PepsiCo Q1 Earnings to Rise about 4%; Target Price $150

Harrison, New York-based global food and beverage leader PepsiCo is expected to report its first-quarter earnings of $1.12 per share, which represents year-over-year growth of about 4% from $1.07 per share seen in the same quarter a year ago.

The U.S. multinational food, snack, and beverage corporation would post revenue growth of over 5% to about $14.6 billion. In the last four consecutive quarters, on average, the company which holds approximately a 32% share of the U.S. soft drink industry has delivered an earnings surprise of nearly 6%.

PepsiCo’s better-than-expected results, which will be announced on Thursday, April 15, would help the stock to recoup this year’s losses. PepsiCo shares, which rose over 8% in 2020, slumped about 4% so far this year.

PepsiCo Stock Price Forecast

Seven analysts who offered stock ratings for PepsiCo in the last three months forecast the average price in 12 months of $150.67 with a high forecast of $161.00 and a low forecast of $136.00.

The average price target represents a 5.49% increase from the last price of $142.83. Of those seven analysts, three rated “Buy”, three rated “Hold” while one rated “Sell”, according to Tipranks.

Morgan Stanley gave the base target price of $158 with a high of $185 under a bull scenario and $102 under the worst-case scenario. The firm gave an “Overweight” rating on the beverage company’s stock.

Several other analysts have also updated their stock outlook. Zacks Investment Research raised shares of PepsiCo from a “hold” rating to a “buy” rating and set a $142price target. Sanford C. Bernstein issued an “underperform” rating and a $136 target price. Deutsche Bank increased their target price to $148 from $143 and gave the company a “hold” rating. Wells Fargo issued an “equal weight” rating and a $157 target price.

Analyst Comments

“We are OW PEP. We forecast Pepsi will post superior topline growth relative to peers driven by exposure to the higher growth/higher margin snacks category (2/3 of PEP’s profit). Snacks is a higher growth category given: (1) shift to snacking vs. sit-down meals; (2) less pressure from health/wellness vs. beverages, and (3) PEP’s leading share in snacks vs. fragmented competition, driving share gains, and higher margins/ROIC,” noted Dara Mohsenian, equity analyst at Morgan Stanley.

“We also see more structural Pepsi market share benefits post-COVID, as PEP uses its DSD distribution advantage, to gain shelf space and share in snacks, and in beverages, where PEP is advantaged vs competition with a much lower mix in away-from-home.”

→ Exercise prompt
Reproduce the passage of the PepsiCo earnings preview that begins with the words "PepsiCo Q1 Earnings" and ends after the words "of nearly 6%.".

→ Excerpted records

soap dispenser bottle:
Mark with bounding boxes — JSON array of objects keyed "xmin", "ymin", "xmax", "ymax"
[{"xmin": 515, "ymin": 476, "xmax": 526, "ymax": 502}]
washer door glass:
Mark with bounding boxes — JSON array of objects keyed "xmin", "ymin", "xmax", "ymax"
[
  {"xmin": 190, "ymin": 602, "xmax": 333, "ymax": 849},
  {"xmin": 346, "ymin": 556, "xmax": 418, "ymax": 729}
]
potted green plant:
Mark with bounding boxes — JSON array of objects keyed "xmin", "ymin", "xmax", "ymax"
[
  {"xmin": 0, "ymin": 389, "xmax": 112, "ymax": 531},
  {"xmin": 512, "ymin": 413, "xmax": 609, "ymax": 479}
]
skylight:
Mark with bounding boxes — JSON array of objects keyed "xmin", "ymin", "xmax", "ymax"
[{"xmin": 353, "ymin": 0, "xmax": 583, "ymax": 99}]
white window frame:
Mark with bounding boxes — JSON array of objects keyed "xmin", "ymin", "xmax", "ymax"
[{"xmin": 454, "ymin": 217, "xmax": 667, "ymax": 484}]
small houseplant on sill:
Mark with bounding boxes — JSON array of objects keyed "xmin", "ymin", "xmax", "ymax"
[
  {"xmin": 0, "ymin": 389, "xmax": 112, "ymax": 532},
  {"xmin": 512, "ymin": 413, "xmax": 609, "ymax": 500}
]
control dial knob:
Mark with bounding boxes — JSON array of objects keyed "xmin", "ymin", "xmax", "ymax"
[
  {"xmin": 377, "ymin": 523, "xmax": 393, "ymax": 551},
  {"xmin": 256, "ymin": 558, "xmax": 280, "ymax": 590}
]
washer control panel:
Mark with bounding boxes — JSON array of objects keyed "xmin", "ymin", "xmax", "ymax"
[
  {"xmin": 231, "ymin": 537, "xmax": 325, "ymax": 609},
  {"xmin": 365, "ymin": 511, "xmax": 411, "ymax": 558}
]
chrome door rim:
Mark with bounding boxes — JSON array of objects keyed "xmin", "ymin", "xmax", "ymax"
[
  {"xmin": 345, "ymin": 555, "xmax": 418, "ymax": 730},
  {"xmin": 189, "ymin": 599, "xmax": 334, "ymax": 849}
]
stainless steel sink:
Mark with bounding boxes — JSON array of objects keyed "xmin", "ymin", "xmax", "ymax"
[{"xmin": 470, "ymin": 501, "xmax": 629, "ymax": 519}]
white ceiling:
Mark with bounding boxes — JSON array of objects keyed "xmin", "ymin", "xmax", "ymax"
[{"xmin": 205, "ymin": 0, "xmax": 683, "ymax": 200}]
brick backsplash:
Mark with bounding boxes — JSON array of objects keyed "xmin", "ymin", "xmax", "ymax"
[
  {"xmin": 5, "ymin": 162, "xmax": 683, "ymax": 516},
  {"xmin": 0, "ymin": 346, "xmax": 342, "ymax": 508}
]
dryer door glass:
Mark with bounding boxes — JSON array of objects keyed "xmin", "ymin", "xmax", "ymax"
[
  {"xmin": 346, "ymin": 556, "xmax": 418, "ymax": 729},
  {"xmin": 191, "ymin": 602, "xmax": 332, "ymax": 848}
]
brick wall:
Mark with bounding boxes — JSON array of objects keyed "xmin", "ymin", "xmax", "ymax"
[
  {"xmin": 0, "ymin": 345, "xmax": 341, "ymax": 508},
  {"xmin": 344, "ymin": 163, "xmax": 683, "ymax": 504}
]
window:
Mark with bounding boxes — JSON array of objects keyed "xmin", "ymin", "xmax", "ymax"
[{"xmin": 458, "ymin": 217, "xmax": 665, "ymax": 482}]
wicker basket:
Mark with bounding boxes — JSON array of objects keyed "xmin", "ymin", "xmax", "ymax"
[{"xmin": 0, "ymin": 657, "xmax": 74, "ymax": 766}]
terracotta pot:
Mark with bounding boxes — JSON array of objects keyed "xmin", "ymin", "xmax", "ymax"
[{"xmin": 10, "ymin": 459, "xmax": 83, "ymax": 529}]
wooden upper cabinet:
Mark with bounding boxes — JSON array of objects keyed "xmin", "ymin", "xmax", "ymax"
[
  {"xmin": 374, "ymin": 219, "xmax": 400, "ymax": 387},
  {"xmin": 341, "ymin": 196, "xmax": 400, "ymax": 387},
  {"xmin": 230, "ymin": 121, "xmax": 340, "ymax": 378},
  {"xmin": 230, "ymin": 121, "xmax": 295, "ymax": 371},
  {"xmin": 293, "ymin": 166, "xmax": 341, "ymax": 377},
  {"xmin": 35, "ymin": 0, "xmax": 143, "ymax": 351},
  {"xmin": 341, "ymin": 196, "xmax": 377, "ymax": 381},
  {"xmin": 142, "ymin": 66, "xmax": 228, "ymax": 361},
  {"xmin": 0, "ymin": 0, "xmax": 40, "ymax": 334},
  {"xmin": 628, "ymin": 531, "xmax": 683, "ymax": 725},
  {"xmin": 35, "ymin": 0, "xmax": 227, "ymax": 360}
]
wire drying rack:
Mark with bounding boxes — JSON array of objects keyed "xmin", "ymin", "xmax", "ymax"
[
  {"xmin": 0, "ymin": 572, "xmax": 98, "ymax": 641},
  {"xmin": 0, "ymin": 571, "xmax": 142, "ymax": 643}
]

→ Reply to the task
PepsiCo Q1 Earnings to Rise about 4%; Target Price $150

Harrison, New York-based global food and beverage leader PepsiCo is expected to report its first-quarter earnings of $1.12 per share, which represents year-over-year growth of about 4% from $1.07 per share seen in the same quarter a year ago.

The U.S. multinational food, snack, and beverage corporation would post revenue growth of over 5% to about $14.6 billion. In the last four consecutive quarters, on average, the company which holds approximately a 32% share of the U.S. soft drink industry has delivered an earnings surprise of nearly 6%.